▶ _Dataset_
-- Opening Marker --

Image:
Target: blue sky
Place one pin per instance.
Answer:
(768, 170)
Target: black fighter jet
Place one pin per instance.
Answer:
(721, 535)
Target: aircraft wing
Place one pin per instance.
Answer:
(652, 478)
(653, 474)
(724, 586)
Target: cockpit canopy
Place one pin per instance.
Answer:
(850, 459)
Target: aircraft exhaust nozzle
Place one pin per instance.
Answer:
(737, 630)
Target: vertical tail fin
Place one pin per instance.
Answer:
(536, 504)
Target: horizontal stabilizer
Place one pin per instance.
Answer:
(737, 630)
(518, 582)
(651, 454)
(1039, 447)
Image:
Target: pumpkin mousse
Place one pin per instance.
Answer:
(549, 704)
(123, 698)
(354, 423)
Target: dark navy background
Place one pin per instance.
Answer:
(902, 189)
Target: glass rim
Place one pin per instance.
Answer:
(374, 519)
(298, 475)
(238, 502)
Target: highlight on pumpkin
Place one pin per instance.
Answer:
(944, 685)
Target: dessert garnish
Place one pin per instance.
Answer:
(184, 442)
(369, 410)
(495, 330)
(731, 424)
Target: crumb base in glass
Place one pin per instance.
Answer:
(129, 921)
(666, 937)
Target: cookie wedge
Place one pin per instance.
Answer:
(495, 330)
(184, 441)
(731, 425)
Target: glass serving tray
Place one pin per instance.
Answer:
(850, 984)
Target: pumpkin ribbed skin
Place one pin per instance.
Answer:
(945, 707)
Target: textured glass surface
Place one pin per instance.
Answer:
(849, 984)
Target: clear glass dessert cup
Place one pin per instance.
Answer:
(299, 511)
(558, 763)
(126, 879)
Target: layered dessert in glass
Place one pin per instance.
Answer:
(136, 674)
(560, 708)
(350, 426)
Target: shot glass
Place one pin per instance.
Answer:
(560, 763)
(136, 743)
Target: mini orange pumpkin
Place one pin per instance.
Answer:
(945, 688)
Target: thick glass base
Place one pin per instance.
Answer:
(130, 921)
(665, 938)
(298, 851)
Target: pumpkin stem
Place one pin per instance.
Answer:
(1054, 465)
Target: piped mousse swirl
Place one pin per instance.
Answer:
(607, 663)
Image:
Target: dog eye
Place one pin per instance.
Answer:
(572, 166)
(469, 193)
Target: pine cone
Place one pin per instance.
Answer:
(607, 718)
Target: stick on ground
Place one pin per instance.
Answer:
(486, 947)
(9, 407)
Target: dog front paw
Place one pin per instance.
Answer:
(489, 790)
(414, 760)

-- Closing Marker --

▶ _Problem requirements_
Output nothing but the number of lines in the data containing the string "pumpkin".

▶ _Answer box_
5